Locate each line in the rows below that contains the word "machine", and copy those lines.

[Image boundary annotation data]

----

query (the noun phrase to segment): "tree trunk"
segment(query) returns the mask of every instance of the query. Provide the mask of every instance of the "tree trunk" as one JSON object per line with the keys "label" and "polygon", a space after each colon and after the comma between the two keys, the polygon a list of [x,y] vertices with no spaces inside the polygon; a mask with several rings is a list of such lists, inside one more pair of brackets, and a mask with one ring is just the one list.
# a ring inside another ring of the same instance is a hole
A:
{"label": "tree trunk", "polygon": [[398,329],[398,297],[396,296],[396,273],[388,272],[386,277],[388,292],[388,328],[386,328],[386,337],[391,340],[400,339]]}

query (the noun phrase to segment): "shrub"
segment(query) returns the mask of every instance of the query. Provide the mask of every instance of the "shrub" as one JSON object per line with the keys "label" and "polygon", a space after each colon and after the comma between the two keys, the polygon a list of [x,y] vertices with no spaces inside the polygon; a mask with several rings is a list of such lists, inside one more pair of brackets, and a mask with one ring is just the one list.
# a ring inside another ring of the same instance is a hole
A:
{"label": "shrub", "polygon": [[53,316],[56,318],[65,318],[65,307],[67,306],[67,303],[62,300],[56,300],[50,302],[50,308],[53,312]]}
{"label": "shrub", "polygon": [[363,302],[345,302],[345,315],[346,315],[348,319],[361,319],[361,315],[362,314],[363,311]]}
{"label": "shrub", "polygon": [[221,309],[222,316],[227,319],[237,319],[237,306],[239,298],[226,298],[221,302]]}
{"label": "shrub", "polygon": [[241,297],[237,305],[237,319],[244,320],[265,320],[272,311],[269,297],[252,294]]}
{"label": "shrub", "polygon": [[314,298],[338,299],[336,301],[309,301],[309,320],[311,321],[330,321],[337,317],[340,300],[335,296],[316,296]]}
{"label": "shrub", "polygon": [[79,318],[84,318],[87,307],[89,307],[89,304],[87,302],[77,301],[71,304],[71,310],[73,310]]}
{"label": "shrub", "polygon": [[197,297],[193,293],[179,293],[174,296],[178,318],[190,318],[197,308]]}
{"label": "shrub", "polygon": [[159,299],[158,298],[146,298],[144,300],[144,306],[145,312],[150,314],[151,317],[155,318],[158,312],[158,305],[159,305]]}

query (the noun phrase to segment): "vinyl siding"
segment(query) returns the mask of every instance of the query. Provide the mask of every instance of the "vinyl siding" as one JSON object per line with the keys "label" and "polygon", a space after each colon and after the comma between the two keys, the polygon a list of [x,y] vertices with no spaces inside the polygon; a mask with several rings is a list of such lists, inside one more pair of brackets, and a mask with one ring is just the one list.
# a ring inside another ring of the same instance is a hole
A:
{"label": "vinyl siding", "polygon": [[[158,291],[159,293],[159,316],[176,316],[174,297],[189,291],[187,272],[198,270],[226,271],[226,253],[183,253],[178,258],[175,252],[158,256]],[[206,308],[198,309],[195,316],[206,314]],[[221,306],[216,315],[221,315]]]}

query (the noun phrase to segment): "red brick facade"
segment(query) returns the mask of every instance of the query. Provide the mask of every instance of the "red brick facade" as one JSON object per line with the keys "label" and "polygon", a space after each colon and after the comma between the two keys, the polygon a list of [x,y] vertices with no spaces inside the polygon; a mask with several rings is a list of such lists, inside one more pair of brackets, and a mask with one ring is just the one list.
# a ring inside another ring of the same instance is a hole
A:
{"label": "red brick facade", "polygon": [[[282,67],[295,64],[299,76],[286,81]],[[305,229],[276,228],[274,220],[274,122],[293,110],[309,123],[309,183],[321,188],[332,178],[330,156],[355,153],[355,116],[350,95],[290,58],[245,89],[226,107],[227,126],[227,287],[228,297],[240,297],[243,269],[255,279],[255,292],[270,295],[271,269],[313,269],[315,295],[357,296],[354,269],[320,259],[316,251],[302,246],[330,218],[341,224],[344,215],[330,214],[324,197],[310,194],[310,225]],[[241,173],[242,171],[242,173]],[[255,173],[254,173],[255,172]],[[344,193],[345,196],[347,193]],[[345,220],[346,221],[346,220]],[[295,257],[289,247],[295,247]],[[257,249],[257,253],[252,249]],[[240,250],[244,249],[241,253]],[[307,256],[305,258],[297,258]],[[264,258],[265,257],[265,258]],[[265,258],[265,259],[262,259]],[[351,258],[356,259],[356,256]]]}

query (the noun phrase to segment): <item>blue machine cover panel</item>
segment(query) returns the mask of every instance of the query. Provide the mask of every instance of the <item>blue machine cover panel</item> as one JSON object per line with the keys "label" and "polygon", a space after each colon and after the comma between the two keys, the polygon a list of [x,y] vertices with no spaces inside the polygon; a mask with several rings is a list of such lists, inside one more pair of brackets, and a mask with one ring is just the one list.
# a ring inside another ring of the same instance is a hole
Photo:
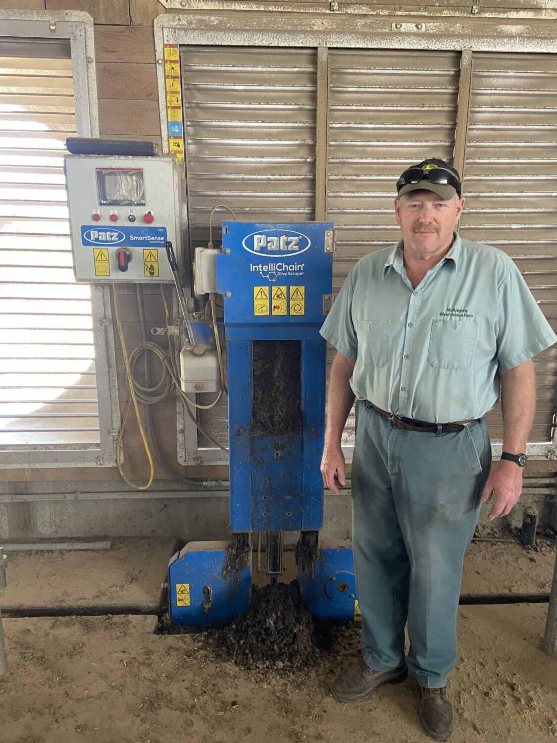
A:
{"label": "blue machine cover panel", "polygon": [[225,322],[320,326],[323,296],[332,291],[333,224],[222,226],[223,250],[230,251],[216,259],[218,291],[230,293],[224,299]]}

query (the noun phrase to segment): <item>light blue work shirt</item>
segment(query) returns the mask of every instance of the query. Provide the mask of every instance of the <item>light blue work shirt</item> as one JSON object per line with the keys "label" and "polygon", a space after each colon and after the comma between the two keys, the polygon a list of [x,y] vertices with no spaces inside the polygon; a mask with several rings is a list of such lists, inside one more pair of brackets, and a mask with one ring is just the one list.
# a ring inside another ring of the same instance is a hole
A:
{"label": "light blue work shirt", "polygon": [[356,361],[356,399],[431,423],[481,418],[499,398],[499,370],[557,336],[502,250],[455,233],[415,289],[403,250],[400,241],[358,262],[321,334]]}

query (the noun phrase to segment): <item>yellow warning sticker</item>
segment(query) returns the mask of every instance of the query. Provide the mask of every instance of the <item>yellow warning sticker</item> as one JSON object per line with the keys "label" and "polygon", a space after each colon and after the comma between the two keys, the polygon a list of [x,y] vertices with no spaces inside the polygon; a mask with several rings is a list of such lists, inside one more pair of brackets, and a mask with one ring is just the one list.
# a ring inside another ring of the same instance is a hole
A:
{"label": "yellow warning sticker", "polygon": [[182,98],[179,93],[166,94],[166,106],[181,106]]}
{"label": "yellow warning sticker", "polygon": [[178,55],[178,47],[177,45],[174,44],[165,44],[164,45],[164,58],[165,59],[179,59]]}
{"label": "yellow warning sticker", "polygon": [[169,149],[171,152],[183,152],[183,140],[181,137],[169,137]]}
{"label": "yellow warning sticker", "polygon": [[271,312],[273,315],[285,315],[287,314],[286,291],[285,286],[271,287]]}
{"label": "yellow warning sticker", "polygon": [[272,305],[273,315],[286,315],[286,299],[273,299]]}
{"label": "yellow warning sticker", "polygon": [[179,91],[180,90],[180,80],[177,77],[167,77],[166,78],[166,90],[167,91]]}
{"label": "yellow warning sticker", "polygon": [[189,606],[189,583],[176,583],[176,606]]}
{"label": "yellow warning sticker", "polygon": [[290,287],[290,314],[305,314],[305,287]]}
{"label": "yellow warning sticker", "polygon": [[93,248],[93,260],[95,264],[96,276],[109,276],[110,265],[108,263],[108,251],[105,247]]}
{"label": "yellow warning sticker", "polygon": [[158,248],[143,248],[143,273],[146,276],[157,276],[159,275]]}
{"label": "yellow warning sticker", "polygon": [[359,601],[356,599],[354,601],[354,622],[362,621],[362,612],[359,610]]}
{"label": "yellow warning sticker", "polygon": [[269,287],[253,287],[253,314],[256,316],[269,314]]}
{"label": "yellow warning sticker", "polygon": [[180,65],[177,62],[166,62],[164,65],[164,74],[169,77],[180,74]]}

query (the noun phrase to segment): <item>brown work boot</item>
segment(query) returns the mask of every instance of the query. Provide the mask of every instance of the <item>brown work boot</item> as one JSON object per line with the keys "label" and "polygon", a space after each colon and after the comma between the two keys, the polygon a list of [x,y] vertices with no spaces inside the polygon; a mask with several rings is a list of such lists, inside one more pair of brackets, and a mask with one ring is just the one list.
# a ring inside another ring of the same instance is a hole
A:
{"label": "brown work boot", "polygon": [[420,689],[418,716],[424,730],[437,741],[446,741],[452,733],[452,707],[447,699],[447,687]]}
{"label": "brown work boot", "polygon": [[360,658],[357,663],[339,674],[330,691],[340,701],[359,701],[369,698],[382,684],[400,684],[407,675],[405,663],[391,671],[374,671]]}

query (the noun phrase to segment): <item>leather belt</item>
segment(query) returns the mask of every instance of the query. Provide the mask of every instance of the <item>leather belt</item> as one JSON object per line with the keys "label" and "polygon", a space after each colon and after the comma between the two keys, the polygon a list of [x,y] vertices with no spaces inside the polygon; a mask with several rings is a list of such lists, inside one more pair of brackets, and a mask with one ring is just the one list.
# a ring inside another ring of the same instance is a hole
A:
{"label": "leather belt", "polygon": [[470,423],[476,423],[480,418],[469,418],[467,421],[455,421],[453,423],[426,423],[425,421],[414,421],[412,418],[404,418],[404,416],[395,415],[394,413],[388,413],[386,410],[382,410],[377,405],[374,405],[368,400],[365,400],[365,406],[372,408],[380,415],[386,418],[391,421],[391,425],[397,428],[402,428],[405,431],[423,431],[429,433],[457,433],[462,431],[465,426]]}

----

- Finished task:
query (the noun phrase to segment): <item>blue machine cover panel</item>
segment(query) returns the mask of every instance of the query. Provide the mask of every instance of the <item>blue machine cover panel</item> as one JSON object per line with the keys "label" and "polygon", a space after each colon and after the comma between the two keys, the polygon a list of [x,y] vertices with no spaces inside the polygon; a mask with several rings is a list of such lists, inside one more pair of brackets, and a mask with one ring is just the one list.
{"label": "blue machine cover panel", "polygon": [[225,322],[320,326],[323,296],[332,291],[333,224],[222,226],[223,250],[230,251],[216,259],[218,291],[230,293],[224,299]]}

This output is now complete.